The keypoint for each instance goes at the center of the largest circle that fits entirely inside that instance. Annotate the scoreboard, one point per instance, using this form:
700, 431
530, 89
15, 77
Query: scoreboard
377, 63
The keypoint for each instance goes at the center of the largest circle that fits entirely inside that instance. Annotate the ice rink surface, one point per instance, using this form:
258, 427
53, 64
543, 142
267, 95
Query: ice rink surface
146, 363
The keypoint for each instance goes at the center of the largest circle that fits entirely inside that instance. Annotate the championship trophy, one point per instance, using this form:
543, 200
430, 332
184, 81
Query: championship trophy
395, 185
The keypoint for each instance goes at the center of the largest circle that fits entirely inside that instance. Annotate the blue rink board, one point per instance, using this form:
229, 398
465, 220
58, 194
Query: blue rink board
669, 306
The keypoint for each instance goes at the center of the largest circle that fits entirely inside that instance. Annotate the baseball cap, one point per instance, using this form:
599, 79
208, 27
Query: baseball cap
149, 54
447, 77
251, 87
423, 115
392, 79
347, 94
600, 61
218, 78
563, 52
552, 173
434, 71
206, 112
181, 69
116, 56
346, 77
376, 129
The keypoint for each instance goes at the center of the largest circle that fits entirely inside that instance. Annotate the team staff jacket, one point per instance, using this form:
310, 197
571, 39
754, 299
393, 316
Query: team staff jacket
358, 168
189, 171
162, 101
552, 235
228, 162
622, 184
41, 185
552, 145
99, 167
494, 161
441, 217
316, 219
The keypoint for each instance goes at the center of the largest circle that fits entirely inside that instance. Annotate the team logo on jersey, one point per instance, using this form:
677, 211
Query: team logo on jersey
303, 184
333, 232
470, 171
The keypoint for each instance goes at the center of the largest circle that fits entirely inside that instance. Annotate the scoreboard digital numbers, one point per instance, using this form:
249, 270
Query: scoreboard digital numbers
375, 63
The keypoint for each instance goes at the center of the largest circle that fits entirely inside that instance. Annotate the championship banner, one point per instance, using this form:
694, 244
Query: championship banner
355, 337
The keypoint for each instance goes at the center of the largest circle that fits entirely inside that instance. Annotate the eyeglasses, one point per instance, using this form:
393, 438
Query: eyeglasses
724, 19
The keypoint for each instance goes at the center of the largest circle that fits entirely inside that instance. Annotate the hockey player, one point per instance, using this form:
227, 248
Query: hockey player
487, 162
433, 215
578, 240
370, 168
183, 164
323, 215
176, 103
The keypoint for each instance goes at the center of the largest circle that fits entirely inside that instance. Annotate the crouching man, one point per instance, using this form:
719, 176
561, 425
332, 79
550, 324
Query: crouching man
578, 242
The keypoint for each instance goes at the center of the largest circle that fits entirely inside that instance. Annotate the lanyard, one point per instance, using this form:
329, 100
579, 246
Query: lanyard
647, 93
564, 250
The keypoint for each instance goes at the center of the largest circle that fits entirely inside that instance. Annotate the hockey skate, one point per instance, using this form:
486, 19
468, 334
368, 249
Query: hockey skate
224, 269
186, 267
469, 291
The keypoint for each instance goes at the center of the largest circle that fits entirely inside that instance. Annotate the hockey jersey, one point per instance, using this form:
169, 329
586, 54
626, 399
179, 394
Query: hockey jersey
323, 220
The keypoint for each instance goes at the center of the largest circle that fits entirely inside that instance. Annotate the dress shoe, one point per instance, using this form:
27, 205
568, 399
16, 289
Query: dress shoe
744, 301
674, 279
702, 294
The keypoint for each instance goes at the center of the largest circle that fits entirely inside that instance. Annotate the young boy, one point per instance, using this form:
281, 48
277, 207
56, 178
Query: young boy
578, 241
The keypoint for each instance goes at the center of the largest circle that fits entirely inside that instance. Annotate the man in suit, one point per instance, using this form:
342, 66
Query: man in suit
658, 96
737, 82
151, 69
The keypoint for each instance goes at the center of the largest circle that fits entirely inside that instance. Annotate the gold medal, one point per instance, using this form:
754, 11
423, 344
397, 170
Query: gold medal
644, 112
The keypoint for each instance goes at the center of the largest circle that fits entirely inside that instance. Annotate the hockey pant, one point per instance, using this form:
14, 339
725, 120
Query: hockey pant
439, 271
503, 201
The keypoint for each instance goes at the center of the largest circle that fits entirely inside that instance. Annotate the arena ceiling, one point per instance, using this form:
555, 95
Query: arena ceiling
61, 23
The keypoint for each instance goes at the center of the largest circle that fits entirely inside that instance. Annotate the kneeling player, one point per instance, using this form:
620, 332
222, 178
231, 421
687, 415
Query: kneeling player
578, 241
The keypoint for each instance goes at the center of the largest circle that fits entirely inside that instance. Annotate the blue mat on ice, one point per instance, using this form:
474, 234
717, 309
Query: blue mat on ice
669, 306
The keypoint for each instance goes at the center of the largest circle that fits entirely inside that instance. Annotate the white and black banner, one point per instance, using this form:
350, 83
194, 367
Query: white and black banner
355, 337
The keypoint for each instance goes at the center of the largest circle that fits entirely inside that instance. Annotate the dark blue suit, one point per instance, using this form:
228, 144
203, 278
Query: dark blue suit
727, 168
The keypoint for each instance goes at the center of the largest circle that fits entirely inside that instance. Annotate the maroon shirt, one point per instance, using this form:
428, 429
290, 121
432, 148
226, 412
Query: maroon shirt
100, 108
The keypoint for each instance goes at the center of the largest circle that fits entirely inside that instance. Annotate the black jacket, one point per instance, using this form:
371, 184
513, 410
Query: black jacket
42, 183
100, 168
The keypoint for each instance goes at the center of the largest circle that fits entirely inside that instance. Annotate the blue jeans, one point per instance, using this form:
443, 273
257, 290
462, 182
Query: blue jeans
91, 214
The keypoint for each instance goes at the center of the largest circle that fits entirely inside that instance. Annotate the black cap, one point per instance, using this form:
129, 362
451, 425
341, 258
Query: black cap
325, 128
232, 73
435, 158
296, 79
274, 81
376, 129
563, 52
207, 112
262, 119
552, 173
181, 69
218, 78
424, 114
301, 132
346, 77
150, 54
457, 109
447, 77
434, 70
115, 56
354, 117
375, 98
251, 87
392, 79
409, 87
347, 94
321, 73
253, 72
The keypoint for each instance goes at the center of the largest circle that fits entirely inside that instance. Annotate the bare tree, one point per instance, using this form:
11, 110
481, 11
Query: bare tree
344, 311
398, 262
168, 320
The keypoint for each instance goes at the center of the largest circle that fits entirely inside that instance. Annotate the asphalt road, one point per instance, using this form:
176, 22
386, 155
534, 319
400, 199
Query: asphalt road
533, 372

**The problem**
Repeat back the data above, exact to the last character.

**Exercise response**
The keypoint for each instance goes at the center of the largest circle that fits entirely inside that instance. Annotate the scoreboard, one point per instance, using this form:
700, 431
530, 89
15, 77
Query: scoreboard
377, 63
The keypoint for each instance goes at the center of the largest circle that fits entirely inside that instance. Annotate the ice rink surface, one point per instance, using this form:
258, 427
53, 64
543, 142
267, 95
Query: ice rink surface
146, 363
The keypoint for each instance goes at the center of the largest circle that fits entirely inside that instance. Annotate the championship trophy, one point per instance, using this form:
543, 200
430, 332
184, 81
Query: championship trophy
395, 185
The keypoint for each instance goes at the center of the largest circle that fits entirely inside that instance. Annotate the blue rink board, one point per instance, using this form:
229, 398
465, 220
58, 194
Query: blue rink board
669, 306
The keypoint for each instance goes at the center of the largest circle that fits entirely inside that instance. Annotate the baseball cap, one point per instance, using this form:
599, 79
208, 27
Query: baseball cap
149, 54
447, 77
251, 87
423, 115
392, 79
347, 94
600, 61
218, 78
563, 52
552, 173
434, 71
206, 112
181, 69
116, 56
346, 77
376, 129
The keypoint for each instance goes at the center of the largest circle that fits entirely inside that instance. Annotate the team staff jacket, one point per instance, using this form:
310, 197
571, 39
754, 299
393, 316
Query: team staff jacket
358, 168
189, 171
162, 101
552, 235
228, 162
622, 184
41, 185
552, 145
99, 167
494, 161
441, 217
316, 219
The keypoint for each instance goes at the center of the largest circle that fits entirely inside that instance. Annotate the team logo on jersey, one point per instance, using this form:
677, 211
Query: team logo on jersey
303, 184
333, 232
470, 171
The keypoint for each instance goes at the center of the largest circle that fits entirely inside that instance. Annotate the scoreboard digital numbers, one point per instance, using this form:
249, 270
Query: scoreboard digital numbers
375, 63
The keypoint for each instance goes at the center of the largest circle that fits entirely inside that instance. Annotate the championship banner, one point per instance, using this form:
694, 244
Query: championship banner
355, 337
The keypoint for each instance goes at the center of the largest circle that fits entirely inside that instance. Annotate the eyeglasses, one point per instance, using this form:
393, 438
Query: eyeglasses
724, 19
The keypoint for each instance goes at the center of the largest circle that fits entirely inside that instance. Annotate the hockey player, one point per instance, using this form:
227, 248
Query: hockey player
487, 162
433, 215
578, 240
370, 168
183, 164
323, 215
176, 103
The keypoint for each instance goes at the center of the largest circle that fits entirely inside that instance. Annotate the crouching man, one point per instance, using this form:
719, 176
561, 425
332, 79
550, 324
Query: crouching man
578, 242
The keypoint for each instance goes at the center of the largest circle that fits entirely inside that instance. Annotate the lanyard, one point per instance, using this form:
329, 100
579, 246
Query: lanyard
647, 93
564, 250
The keypoint for each instance goes at the center of the largest circle that fits entirely inside that instance. Annotate the hockey skate, one point per instance, using this form:
486, 19
468, 334
368, 249
Query: hockey skate
224, 269
186, 267
469, 291
The keypoint for each instance goes at the center of the largest circle that fits entirely inside that instance. Annotate the hockey jersey, one point per instance, using this form:
169, 329
586, 54
626, 399
179, 394
Query: hockey jersey
323, 220
The keypoint for each instance goes at the center of the largest circle that fits entirely inside that instance. Annotate the dress shoe, one point per instance, using this form:
27, 205
568, 399
16, 289
Query: dress shoe
744, 301
674, 279
702, 294
The keypoint for each instance goes at the center of the largest circle that fits entirely inside that instance. Annotate the young boy, one point per instance, using this form:
281, 48
277, 207
56, 178
Query: young boy
578, 241
The keypoint for each instance goes at the center of the largest circle that fits entirely inside that instance. Annotate the man in suit, one point per instance, using this form:
342, 66
Query: man in suit
658, 96
737, 82
151, 69
The keypoint for each instance goes at the center of the largest circle that fits entirely inside that instance. Annotate the gold medal, one point per instance, using this form:
754, 11
423, 344
397, 170
Query: gold medal
644, 112
The keypoint for each instance goes at the center of the largest circle that fits entirely inside that instance. Annotate the hockey pant, one point per instance, using this form:
14, 339
725, 120
Query: hockey pant
439, 271
503, 201
The keypoint for each instance goes at the center of the largest circle that fits entirely inside that instance. Annotate the arena ceiling, one point per instance, using this form:
555, 95
Query: arena ceiling
61, 23
The keypoint for each instance goes at the center of the largest circle that fits entirely inside that instance. Annotate the kneeling player, one point per instance, using this form:
620, 332
222, 178
231, 421
687, 415
Query: kneeling player
578, 241
The keypoint for each instance goes at the center of the largest circle that fits entirely inside that instance. Annotate the blue mat on ice, one point per instance, using this form:
474, 234
717, 309
Query: blue mat on ice
669, 306
The keypoint for each instance goes at the center of the largest circle that fits entirely inside that instance. Annotate the white and black banner, one point per instance, using this form:
350, 83
194, 367
Query: white and black banner
355, 337
The keypoint for each instance goes at the center of the largest circle that fits entirely inside that instance. Annotate the dark blue suit, one point per instance, using this form:
228, 144
203, 278
Query: dark blue suit
727, 168
The keypoint for each instance goes at the center of the largest circle that fits entirely inside that instance. Annotate the maroon shirt, one point per instance, using this form:
428, 429
290, 121
432, 148
226, 412
Query: maroon shirt
100, 108
The keypoint for each instance goes at the center of the largest circle that fits entirely inside that instance. Annotate the black jacket, one point per instance, using this form:
371, 184
513, 410
Query: black jacket
42, 183
100, 168
The keypoint for each instance goes at the center of the largest circle that fits entirely inside that instance. Annotate the blue jeans, one point per instance, using this form:
443, 273
257, 290
462, 182
Query: blue jeans
91, 214
The keypoint for each instance goes at the center of the largest circle that fits entirely inside that instance. Annotate the black cap, one point per instance, using this form:
129, 362
451, 425
341, 258
Query: black cap
325, 128
232, 73
435, 158
296, 79
274, 81
376, 129
563, 52
207, 112
262, 119
552, 173
181, 69
218, 78
424, 114
301, 132
346, 77
150, 54
457, 109
447, 77
434, 70
115, 56
354, 117
375, 98
251, 87
392, 79
409, 87
347, 94
321, 73
253, 72
The keypoint for each instance goes at the center of the largest circle that fits entirely inside that instance. Annotate the bare tree, one point per instance, using this form:
11, 110
481, 11
Query: bare tree
344, 311
398, 262
168, 320
The keypoint for each instance goes at the center of the largest circle that fits entirely inside that instance. Annotate the asphalt road, one point per instance, using this form:
176, 22
386, 155
534, 319
400, 199
Query: asphalt road
533, 372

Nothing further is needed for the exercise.